--- Selected text Enclosed Below ---

Multi-Target Investigational Drug Class Effectively Kills Cancer Cells

SF2523 can dually inhibit a protein and an enzyme associated with cancer.

In the past, the MYC regulator gene became a target for cancer research, since this gene controls the expression of other genes, and codes for proteins involved with cellular processes.

While MYC has been shown to be an optimal target, it has been elusive. However, in a study published by the Proceedings of the National Academy of Sciences, the authors created a novel class of drugs observed to inhibit multiple molecular targets simultaneously.

This new drug was observed to increase both the efficacy and the safety of cancer treatment.

“Most anti-cancer drugs have a single target. They try to do one thing, such as block a single receptor or signaling pathway,” said study co-senior author Donald L. Durden, MD, PhD. “This paper is proof-of-concept of a completely different mode of drug discovery clearly separated from the standard practice of one drug, one target.”

Through molecular modeling and nuclear magnetic resonance imaging, the investigators created SF2523. They discovered that this small molecule compound was able to disrupt 2 important MYC-mediating factors that promote cancer cell growth, the enzyme PI3K, and the BRD4 protein, according to the study.

In both in vivo and in vitro models, the investigators found that SF2523 was able to simultaneously inhibit the PI3K and BRD4 targets. This action was observed to stop MYC activation and expression, which significantly impeded cell growth and metastasis.

This compound was also seen to be more efficient and less toxic to the host, according to the study.

Since the drug is able to block multiple cancer cell processes at 1 time, patients would be less likely to experience adverse events seen from taking multiple drugs. Additionally, immunotherapy techniques tend to elicit less side effects, compared with traditional chemotherapy or radiation.

SF2523 could also reduce drug costs, since it takes action against multiple targets rather than 2 drugs to address them separately.

“This is a ‘first in class’ approach to achieve a maximum inhibition of MYC in the treatment of the multitude of cancers known to be driven by the MYC oncogene,” Dr Durden concluded. “These findings suggest that dual-activity inhibitors are a highly promising lead compound for developing new anticancer therapeutics.”

--- End of Enclosed Selected text ---
--- Given entries Enclosed Below ---

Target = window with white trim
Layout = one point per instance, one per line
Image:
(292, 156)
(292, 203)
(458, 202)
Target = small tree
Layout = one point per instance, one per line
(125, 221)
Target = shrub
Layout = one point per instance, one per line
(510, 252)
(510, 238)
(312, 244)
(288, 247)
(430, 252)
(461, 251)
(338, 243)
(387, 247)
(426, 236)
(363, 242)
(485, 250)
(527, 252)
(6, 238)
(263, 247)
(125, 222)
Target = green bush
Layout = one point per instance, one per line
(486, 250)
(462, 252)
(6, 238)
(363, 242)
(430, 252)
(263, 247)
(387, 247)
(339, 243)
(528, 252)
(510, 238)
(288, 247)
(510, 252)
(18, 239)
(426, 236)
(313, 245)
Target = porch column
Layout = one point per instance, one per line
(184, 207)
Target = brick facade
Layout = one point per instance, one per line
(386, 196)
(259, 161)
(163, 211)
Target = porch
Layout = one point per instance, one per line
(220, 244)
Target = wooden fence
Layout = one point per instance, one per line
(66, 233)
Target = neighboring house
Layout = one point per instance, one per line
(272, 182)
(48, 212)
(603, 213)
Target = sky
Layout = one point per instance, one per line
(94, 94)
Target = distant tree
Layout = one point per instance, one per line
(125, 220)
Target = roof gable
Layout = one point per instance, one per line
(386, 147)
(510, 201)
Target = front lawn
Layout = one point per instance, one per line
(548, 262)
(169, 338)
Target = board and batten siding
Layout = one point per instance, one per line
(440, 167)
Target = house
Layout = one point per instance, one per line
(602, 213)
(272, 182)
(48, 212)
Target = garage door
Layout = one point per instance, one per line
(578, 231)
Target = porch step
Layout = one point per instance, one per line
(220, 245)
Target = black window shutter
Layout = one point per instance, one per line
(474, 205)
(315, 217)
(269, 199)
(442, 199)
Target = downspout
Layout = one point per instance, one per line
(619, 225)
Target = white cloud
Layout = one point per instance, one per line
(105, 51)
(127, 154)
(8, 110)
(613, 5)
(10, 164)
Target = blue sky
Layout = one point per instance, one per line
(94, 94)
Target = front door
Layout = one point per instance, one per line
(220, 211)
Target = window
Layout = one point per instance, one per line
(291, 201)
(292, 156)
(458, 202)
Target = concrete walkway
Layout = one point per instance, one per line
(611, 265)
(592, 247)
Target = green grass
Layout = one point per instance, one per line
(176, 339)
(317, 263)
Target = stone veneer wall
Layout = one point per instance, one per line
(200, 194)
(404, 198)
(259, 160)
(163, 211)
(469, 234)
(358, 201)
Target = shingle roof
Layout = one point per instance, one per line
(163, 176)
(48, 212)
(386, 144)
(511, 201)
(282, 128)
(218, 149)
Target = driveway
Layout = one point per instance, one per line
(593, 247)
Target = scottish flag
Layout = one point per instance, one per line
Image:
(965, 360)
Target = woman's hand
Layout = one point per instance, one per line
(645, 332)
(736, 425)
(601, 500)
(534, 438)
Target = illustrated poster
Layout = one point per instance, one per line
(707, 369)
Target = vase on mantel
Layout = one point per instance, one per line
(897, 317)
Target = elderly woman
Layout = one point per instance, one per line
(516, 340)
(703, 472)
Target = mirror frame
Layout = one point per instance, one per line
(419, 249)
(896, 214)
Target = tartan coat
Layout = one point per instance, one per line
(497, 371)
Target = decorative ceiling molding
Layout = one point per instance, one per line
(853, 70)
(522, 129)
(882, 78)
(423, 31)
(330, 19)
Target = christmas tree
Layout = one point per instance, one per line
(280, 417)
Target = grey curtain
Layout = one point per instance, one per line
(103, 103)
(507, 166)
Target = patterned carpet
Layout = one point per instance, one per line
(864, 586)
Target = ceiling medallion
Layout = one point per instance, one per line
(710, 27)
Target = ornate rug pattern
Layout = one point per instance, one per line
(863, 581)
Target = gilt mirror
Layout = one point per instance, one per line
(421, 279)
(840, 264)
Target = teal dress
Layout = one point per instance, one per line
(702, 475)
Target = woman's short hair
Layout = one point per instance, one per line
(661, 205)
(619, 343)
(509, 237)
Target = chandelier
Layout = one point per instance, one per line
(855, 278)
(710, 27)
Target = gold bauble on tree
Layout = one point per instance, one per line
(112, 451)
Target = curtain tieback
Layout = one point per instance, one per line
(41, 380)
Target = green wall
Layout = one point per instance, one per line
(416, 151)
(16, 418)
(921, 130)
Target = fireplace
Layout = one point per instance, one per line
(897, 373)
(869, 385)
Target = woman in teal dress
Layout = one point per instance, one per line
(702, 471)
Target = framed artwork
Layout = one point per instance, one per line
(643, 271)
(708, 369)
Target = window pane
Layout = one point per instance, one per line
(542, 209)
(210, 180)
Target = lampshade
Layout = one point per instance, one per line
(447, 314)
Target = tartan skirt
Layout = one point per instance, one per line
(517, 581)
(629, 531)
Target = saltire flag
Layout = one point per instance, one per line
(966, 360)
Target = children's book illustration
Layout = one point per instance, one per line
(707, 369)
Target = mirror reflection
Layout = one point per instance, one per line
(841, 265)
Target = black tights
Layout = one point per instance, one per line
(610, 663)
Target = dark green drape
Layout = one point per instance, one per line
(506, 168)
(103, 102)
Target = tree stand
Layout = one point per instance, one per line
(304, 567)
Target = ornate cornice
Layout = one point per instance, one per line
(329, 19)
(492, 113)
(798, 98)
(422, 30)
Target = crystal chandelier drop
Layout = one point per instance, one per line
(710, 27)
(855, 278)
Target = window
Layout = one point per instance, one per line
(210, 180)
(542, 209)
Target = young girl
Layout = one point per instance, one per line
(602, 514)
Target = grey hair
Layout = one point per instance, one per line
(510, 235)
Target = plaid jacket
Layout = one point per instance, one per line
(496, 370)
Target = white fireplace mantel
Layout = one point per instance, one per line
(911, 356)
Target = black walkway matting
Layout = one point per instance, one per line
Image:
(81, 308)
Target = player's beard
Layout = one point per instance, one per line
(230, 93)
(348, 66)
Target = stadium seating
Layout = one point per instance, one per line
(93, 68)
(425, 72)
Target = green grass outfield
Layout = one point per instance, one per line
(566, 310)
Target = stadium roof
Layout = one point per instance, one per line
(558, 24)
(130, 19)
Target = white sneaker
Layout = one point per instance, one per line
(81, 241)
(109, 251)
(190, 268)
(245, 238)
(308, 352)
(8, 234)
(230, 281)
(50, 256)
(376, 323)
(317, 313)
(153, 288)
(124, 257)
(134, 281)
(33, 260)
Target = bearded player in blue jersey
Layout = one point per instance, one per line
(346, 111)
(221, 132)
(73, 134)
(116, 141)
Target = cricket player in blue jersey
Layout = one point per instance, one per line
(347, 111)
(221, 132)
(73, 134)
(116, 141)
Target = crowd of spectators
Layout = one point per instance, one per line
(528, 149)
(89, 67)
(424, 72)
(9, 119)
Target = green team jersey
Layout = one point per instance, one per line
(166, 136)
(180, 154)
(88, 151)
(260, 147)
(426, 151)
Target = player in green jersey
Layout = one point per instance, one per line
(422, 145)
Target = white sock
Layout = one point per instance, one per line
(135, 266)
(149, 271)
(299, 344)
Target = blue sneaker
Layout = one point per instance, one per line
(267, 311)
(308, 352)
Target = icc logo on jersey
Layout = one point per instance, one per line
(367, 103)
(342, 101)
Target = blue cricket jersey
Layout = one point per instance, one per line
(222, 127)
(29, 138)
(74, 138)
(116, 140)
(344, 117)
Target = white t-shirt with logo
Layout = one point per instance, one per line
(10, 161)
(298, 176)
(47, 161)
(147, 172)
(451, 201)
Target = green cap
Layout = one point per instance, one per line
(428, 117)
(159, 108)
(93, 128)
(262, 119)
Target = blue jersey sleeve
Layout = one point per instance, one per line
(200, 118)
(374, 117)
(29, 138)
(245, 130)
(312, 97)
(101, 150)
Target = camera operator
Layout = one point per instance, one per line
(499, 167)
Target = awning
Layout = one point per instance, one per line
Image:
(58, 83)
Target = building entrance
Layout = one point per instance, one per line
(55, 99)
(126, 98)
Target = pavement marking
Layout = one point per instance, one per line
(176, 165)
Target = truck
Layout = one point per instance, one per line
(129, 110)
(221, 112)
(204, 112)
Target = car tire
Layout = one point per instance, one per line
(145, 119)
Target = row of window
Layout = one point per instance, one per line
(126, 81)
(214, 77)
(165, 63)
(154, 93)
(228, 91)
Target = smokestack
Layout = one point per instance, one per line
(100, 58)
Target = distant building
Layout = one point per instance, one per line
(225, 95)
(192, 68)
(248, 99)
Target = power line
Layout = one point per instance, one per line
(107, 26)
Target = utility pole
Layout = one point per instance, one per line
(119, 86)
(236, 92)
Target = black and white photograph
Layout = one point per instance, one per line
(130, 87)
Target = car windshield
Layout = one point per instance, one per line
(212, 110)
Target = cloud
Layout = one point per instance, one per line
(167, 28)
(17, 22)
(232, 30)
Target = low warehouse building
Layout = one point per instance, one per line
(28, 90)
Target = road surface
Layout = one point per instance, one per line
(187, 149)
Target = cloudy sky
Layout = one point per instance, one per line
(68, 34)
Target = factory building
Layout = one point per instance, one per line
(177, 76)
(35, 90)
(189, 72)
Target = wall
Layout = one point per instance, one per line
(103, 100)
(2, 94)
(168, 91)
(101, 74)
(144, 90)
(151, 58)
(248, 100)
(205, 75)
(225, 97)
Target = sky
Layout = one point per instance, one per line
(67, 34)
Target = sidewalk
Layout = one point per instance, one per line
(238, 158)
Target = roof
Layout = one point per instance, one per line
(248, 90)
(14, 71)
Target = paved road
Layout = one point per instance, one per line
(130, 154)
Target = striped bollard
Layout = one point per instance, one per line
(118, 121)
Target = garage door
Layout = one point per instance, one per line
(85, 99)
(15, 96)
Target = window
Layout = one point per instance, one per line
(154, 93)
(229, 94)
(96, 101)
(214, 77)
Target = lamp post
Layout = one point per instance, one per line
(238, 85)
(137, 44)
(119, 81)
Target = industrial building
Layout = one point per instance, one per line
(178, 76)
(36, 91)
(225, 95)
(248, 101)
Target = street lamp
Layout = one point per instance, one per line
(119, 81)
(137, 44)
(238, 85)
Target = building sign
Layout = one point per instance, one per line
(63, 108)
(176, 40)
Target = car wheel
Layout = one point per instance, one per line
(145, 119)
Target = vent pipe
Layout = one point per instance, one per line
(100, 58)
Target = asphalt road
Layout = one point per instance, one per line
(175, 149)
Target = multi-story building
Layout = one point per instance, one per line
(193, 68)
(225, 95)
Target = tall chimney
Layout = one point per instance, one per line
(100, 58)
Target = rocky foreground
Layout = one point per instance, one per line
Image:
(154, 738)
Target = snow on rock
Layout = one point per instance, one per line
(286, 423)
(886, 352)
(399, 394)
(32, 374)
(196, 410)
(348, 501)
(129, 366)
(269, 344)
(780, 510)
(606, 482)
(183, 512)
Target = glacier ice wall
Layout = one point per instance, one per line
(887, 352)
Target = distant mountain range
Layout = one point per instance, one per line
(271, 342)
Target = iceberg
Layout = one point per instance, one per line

--- End of Enclosed Given entries ---

### [Prompt 1]
List the techniques and models that the article on SF2523 says the investigators used to create and test the compound.
### [Prompt 2]
In the article on SF2523, which two MYC-mediating factors does the compound disrupt?
### [Prompt 3]
According to the article on SF2523, why could the compound reduce drug costs? Answer in one to three sentences.

### [Final answer 1]
- Molecular modeling
- Nuclear magnetic resonance imaging
- In vivo models
- In vitro models

### [Final answer 2]
The enzyme PI3K and the BRD4 protein.

### [Final answer 3]
SF2523 acts against multiple targets at once. This avoids using two drugs to address those targets separately.